Rewrite the entries from the beginning through the line containing "0,363 -> 139,438", inclusive, replacing "broad green leaf" with "large green leaf" and changing nothing else. Return only those lines.

(Collection entries)
┌──
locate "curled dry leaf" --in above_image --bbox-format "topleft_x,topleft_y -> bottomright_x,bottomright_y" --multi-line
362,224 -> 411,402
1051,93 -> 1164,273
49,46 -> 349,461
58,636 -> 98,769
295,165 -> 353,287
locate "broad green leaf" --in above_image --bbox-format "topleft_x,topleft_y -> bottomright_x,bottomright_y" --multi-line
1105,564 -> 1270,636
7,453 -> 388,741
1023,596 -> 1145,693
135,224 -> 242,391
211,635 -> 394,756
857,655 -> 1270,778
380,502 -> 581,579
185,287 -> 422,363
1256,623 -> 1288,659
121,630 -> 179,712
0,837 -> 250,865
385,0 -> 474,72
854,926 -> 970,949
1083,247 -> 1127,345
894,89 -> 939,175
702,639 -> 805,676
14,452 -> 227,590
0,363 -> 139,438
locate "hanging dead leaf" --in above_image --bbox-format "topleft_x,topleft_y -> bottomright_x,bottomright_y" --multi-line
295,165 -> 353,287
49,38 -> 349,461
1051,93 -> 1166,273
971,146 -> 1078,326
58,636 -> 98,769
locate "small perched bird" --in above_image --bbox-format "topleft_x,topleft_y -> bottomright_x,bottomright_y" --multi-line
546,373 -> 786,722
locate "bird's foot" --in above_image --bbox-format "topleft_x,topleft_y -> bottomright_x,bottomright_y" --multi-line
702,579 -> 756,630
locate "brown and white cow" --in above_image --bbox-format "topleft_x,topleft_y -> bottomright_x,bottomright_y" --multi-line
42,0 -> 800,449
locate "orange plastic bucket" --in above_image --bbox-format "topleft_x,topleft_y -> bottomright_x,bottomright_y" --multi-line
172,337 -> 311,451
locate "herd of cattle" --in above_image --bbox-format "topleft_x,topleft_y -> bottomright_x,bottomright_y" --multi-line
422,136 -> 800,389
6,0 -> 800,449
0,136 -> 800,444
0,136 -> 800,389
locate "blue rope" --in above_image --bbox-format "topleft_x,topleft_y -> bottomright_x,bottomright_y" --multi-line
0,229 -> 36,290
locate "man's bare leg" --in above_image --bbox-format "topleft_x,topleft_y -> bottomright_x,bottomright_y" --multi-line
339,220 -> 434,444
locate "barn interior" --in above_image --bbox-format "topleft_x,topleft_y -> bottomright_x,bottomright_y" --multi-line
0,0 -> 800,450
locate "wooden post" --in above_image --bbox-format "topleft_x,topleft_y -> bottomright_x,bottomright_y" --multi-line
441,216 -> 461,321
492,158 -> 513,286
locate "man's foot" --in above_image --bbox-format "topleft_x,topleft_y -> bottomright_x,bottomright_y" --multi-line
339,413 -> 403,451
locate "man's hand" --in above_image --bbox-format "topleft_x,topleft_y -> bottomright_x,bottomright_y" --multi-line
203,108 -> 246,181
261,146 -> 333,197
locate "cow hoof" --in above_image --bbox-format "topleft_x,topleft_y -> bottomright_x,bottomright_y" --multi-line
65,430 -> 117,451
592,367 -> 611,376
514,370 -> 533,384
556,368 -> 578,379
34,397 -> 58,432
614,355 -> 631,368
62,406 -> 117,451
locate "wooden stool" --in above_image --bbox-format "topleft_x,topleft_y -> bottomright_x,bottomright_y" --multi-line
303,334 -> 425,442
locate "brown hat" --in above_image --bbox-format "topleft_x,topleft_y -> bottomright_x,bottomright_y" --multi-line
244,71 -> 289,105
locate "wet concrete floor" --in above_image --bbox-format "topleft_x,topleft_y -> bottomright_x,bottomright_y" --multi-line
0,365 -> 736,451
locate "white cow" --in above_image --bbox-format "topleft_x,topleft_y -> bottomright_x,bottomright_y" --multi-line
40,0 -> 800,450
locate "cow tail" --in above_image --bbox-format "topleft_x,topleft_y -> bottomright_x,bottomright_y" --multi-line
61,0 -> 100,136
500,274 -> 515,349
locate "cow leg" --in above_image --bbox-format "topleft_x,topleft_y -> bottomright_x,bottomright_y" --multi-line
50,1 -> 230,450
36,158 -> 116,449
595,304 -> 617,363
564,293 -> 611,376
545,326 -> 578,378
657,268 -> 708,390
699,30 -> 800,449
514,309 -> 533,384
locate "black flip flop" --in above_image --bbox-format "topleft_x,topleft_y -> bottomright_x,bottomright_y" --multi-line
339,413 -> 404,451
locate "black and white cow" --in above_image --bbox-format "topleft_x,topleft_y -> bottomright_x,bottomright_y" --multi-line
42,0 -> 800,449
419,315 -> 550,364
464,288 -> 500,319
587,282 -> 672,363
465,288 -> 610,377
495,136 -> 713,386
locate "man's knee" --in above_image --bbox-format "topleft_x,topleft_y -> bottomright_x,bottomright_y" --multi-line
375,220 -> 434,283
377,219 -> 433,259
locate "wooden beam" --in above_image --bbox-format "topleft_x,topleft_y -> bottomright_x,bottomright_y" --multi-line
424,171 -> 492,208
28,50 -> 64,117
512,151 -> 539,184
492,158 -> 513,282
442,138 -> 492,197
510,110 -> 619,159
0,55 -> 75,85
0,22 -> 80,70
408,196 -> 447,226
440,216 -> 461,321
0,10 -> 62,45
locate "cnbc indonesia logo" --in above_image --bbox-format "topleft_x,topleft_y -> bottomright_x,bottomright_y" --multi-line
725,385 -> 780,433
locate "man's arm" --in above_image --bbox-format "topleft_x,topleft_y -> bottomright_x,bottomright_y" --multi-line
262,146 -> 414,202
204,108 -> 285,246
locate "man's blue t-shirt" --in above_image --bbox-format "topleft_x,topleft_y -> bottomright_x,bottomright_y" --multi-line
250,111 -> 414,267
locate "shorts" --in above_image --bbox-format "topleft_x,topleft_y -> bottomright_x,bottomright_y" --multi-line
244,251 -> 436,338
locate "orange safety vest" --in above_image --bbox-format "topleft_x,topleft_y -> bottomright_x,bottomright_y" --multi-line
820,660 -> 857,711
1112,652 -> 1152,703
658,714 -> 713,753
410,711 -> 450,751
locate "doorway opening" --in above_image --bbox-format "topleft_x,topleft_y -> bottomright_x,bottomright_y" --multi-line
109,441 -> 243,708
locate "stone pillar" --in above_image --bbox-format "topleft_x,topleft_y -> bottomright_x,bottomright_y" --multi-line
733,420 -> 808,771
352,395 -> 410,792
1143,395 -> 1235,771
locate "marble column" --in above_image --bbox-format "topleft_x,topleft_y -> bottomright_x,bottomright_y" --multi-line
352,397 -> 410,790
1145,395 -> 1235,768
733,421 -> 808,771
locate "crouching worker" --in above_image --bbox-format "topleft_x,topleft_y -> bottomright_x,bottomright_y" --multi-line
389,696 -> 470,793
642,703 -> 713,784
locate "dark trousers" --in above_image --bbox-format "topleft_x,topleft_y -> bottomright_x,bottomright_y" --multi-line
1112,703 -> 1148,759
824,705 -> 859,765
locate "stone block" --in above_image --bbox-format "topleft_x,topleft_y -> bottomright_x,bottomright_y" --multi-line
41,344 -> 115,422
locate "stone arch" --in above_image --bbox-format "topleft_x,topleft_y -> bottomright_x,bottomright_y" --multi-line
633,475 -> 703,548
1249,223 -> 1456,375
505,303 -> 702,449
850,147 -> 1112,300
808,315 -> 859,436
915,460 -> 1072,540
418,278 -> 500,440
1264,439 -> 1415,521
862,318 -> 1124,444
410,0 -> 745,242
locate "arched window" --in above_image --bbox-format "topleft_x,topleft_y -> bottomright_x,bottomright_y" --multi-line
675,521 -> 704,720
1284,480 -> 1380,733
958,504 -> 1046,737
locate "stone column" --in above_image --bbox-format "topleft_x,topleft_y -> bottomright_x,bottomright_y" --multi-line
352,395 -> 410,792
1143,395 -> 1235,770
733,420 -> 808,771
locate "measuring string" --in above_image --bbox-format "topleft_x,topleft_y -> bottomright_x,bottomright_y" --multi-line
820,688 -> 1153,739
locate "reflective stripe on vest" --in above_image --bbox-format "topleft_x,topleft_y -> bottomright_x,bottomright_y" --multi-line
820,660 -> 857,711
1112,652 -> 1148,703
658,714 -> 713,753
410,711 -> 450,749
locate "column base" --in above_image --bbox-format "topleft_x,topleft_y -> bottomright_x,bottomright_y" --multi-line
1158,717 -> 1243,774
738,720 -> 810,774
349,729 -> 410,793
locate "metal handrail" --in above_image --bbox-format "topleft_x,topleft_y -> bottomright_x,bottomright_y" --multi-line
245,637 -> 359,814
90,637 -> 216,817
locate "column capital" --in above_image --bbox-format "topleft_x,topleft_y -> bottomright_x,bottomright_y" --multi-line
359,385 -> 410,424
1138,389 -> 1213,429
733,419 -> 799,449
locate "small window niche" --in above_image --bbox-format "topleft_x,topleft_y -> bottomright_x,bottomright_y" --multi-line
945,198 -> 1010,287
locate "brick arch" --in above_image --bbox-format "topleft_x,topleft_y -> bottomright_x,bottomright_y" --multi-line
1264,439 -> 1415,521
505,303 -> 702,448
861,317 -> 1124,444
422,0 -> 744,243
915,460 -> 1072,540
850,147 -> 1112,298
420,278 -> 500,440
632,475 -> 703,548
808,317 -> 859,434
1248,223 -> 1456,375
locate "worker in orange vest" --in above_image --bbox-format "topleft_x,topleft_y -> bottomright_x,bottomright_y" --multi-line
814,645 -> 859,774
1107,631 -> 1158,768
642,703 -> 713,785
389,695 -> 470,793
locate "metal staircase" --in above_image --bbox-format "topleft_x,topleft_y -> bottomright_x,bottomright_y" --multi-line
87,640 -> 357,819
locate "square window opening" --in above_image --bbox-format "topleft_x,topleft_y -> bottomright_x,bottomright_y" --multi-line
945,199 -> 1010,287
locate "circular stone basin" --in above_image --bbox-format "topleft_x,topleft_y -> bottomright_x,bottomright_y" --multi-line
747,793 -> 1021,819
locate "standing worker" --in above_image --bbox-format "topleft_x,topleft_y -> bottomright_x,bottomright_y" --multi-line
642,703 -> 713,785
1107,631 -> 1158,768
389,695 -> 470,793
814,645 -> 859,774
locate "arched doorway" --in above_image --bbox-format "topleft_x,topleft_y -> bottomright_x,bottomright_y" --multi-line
└──
== RESULT FOR THIS EXERCISE ==
locate "curled dry leaf" --in above_image --bbox-format "topleft_x,topleft_y -> bottomright_x,bottomright_y" --multi-line
362,224 -> 411,402
1051,93 -> 1164,273
49,46 -> 349,461
58,636 -> 98,769
295,165 -> 353,287
locate "large green leaf" --in above_image --bbox-format "topleft_x,topleft_y -> bottomright_x,bottomright_y" --multi-line
1105,564 -> 1270,636
7,453 -> 388,741
1023,596 -> 1145,693
135,224 -> 242,391
211,635 -> 394,756
857,655 -> 1270,778
380,502 -> 581,579
185,287 -> 422,363
1256,623 -> 1288,659
121,630 -> 179,712
0,837 -> 250,865
385,0 -> 474,72
854,926 -> 970,949
1083,247 -> 1127,345
894,89 -> 939,175
702,639 -> 805,676
14,452 -> 227,590
0,363 -> 139,438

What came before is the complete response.